• **EXERCISE OBJECTIVE**: Without any of the pictures, set down the data below exactly.

• **PROVIDED RECORDS**:
********************

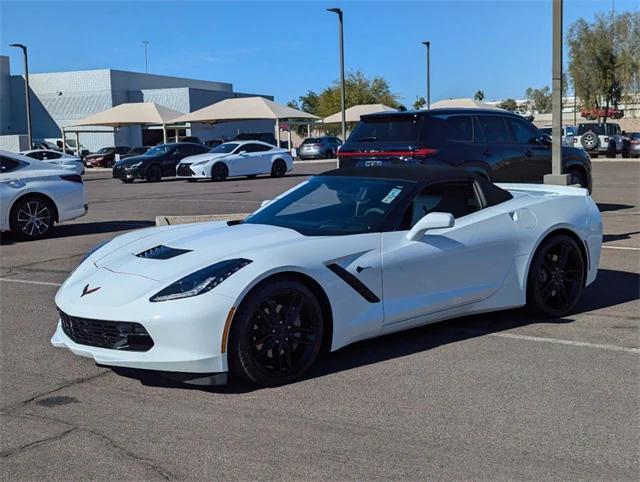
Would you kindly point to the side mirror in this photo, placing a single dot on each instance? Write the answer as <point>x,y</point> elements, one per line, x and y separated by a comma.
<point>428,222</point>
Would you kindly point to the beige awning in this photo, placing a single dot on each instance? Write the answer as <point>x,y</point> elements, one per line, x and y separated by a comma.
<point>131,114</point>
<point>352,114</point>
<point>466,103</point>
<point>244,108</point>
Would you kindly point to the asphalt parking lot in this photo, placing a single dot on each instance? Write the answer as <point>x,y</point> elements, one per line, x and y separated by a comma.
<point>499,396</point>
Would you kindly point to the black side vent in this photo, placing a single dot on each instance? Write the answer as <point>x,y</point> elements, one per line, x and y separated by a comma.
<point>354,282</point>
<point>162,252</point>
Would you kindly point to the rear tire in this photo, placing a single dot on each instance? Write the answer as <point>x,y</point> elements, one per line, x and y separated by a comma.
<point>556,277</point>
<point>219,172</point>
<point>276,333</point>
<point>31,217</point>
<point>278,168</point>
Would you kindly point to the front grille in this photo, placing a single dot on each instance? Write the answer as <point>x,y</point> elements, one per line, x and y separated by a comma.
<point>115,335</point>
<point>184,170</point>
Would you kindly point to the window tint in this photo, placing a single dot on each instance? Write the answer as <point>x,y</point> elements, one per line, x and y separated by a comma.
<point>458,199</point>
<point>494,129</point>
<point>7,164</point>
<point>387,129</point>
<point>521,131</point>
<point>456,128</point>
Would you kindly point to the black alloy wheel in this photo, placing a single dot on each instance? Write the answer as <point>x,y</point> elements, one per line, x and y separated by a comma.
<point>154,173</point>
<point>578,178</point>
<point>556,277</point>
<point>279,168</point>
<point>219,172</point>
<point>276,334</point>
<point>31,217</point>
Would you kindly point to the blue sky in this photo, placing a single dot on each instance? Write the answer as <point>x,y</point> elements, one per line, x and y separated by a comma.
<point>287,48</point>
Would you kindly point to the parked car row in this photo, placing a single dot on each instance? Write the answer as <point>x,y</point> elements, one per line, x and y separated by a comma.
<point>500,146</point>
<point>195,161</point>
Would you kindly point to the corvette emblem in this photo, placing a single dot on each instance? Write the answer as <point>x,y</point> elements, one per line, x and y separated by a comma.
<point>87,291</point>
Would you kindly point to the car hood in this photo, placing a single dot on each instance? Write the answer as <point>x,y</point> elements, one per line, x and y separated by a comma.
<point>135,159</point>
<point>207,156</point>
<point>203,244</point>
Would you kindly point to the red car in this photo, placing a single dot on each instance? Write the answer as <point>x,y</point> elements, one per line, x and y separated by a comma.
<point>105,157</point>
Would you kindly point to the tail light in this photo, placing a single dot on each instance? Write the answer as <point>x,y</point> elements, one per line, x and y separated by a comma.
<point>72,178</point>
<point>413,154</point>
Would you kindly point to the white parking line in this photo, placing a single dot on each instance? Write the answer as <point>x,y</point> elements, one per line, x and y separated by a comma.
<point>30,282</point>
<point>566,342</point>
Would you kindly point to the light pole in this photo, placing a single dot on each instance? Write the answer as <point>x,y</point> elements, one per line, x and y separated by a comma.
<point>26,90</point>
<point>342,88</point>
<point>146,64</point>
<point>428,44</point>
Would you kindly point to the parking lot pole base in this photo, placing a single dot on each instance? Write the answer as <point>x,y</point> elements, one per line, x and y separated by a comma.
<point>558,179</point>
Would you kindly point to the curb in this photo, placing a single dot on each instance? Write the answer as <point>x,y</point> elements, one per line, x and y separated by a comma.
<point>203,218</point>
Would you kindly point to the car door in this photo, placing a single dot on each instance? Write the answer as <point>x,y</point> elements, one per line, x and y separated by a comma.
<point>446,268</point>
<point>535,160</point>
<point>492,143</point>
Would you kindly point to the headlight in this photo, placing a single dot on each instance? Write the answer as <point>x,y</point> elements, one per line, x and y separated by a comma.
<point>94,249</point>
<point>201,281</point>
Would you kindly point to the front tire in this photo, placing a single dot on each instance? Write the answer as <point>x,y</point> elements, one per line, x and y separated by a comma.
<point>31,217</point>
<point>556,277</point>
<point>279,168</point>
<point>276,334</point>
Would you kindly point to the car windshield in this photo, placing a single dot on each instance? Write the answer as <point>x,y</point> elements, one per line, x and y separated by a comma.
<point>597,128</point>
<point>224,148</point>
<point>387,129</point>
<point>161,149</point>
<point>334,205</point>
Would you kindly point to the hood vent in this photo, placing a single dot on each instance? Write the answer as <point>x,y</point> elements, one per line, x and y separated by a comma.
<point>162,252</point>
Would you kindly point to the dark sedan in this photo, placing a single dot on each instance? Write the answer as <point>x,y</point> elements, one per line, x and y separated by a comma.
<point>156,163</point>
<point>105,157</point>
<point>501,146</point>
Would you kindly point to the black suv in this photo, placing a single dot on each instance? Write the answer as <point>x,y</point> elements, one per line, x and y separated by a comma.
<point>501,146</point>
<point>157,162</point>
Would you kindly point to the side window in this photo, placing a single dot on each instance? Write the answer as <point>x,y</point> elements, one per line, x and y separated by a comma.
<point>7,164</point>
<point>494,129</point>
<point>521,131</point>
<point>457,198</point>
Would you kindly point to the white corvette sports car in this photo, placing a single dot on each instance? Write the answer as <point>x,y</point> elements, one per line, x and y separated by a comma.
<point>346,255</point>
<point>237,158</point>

********************

• **SOLUTION TO THE EXERCISE**:
Would you kindly point to the side mirror in this photo, placing a single dot on each instance? Write the answer as <point>x,y</point> elements, one per line, x and y separated by a comma.
<point>428,222</point>
Would you kindly point to the beige awning in this photo, placing a single dot on each instance? Write the answer as <point>x,y</point> elements, one per line, x and y separated by a comma.
<point>131,114</point>
<point>352,114</point>
<point>466,103</point>
<point>244,108</point>
Would you kindly point to the asphalt parking lot in this photo, placing a single dot on each instance? Write the answer as <point>x,y</point> elements, one per line, x and y separated by a comma.
<point>499,396</point>
Would you kindly point to the black side vent in this photo, placing a single dot on each instance? Write the answer as <point>x,y</point> elements, one per line, x and y separated by a comma.
<point>354,282</point>
<point>162,252</point>
Would you kindly point to the rear tire in this photo, placing a single dot on each instance? Write the answer as <point>x,y</point> elements, one per line, x and y separated by a comma.
<point>556,277</point>
<point>219,172</point>
<point>276,333</point>
<point>31,217</point>
<point>278,168</point>
Would you kindly point to the front grille in this photo, placing a single dot on each instance? Write the answer as <point>x,y</point> elements, one per line, x and y separated by a comma.
<point>115,335</point>
<point>184,170</point>
Would you kindly point to the window tint in this photo, placing a single dot on each instance? Write the answer as <point>x,y</point> elements, one per line, x and y separated by a comma.
<point>458,199</point>
<point>494,129</point>
<point>7,164</point>
<point>387,129</point>
<point>521,131</point>
<point>456,128</point>
Would you kindly point to the black alloy wheel in this photo, placing a single dot on each instance? Write the answer as <point>x,y</point> elements, one per line, x and y separated by a comma.
<point>154,173</point>
<point>578,178</point>
<point>556,277</point>
<point>279,168</point>
<point>219,172</point>
<point>276,334</point>
<point>31,217</point>
Would you kindly point to the blue sky in this photo, placing a single dot on each instance? Write the answer as <point>x,y</point> elements, one per line, x and y separated by a comma.
<point>287,48</point>
Would you kindly point to the parked car row in this photo, placing a single dot on each instance? Write the answer as <point>x,y</point> elements, one per line, x and y separated by a comma.
<point>500,146</point>
<point>195,161</point>
Would you kindly point to the corvette emblem in this photo, placing a single dot on each instance? Write the answer as <point>x,y</point> elements, one per line, x and y separated by a comma.
<point>87,291</point>
Would you kindly point to the car hood in this photo, placing a single dot on each instance? Write the answer as <point>x,y</point> elements, one per line, x and y separated by a comma.
<point>135,159</point>
<point>207,156</point>
<point>203,244</point>
Would you kindly point to the red car in this photo, placing a single dot on each instance? Write the answer as <point>x,y</point> elements, one per line, x and y separated by a comma.
<point>105,157</point>
Would you kindly point to the tail light in this photo, placing a single dot on each instance? Write the answer as <point>x,y</point> elements, one per line, x and y separated by a comma.
<point>72,178</point>
<point>413,154</point>
Would you kindly point to the white parking line in this photo, placing a single dot on each instance? Write the answer as <point>x,y</point> elements, one per line, x and y separated by a comma.
<point>30,282</point>
<point>566,342</point>
Would you kindly point to the light pole in this photo, placing a single dot on each instance? Write the answer as <point>x,y</point> elements, one per line, x and y separated by a comma.
<point>26,90</point>
<point>342,88</point>
<point>146,64</point>
<point>428,44</point>
Would you kindly point to the parking lot pole base in this photo, placing a single dot on each instance? Write the answer as <point>x,y</point> elements, one per line, x and y separated by a comma.
<point>558,179</point>
Would you kindly point to the curb in this photo, placing a single dot on each instance? Write the answer as <point>x,y</point> elements, one per line, x and y separated by a comma.
<point>203,218</point>
Would you kindly point to the car door in this photo, placing a single dot on each instance? Write the answer as <point>x,y</point> elements, one per line, x and y separated by a comma.
<point>446,268</point>
<point>535,160</point>
<point>492,143</point>
Would you kindly point to the headlight in this photo, placing a single dot on each instance? Write the answer as <point>x,y</point> elements, one per line, x and y separated by a comma.
<point>94,249</point>
<point>201,281</point>
Would you kindly point to the front tire in this photo, placing a single dot on each instance? Write the answer as <point>x,y</point> elements, one per line, x and y separated by a comma.
<point>31,217</point>
<point>556,277</point>
<point>279,168</point>
<point>276,334</point>
Would you kindly point to the car windshield in this photo, placing a single dot on each instance? Write the answer as <point>x,y</point> elements, one per line, x and y separated by a comma.
<point>597,128</point>
<point>224,148</point>
<point>387,129</point>
<point>161,149</point>
<point>334,205</point>
Would you kindly point to the hood vent in this photo, placing a single dot on each instance? Write the answer as <point>x,y</point> elements, one per line, x and y separated by a comma.
<point>162,252</point>
Would you kindly point to the dark sedan in this photo, placing a single dot on each instance? Write the answer as <point>x,y</point> elements, one per line, x and y separated by a comma.
<point>156,163</point>
<point>105,157</point>
<point>501,146</point>
Would you kindly point to the black suv in this photo, placing a single dot on each instance? Write the answer as <point>x,y</point> elements, one per line, x and y separated by a comma.
<point>501,146</point>
<point>157,162</point>
Would you kindly point to the side window in this photo, placing a single dot on each instance? Write the answer as <point>x,y</point> elements, one per line, x and y separated by a comma.
<point>7,164</point>
<point>494,129</point>
<point>521,131</point>
<point>457,198</point>
Would you kindly point to the white corvette sports car in this photo, placing a single dot on each instance? Write the answer as <point>x,y</point> elements, one per line, x and y separated by a comma.
<point>346,255</point>
<point>237,158</point>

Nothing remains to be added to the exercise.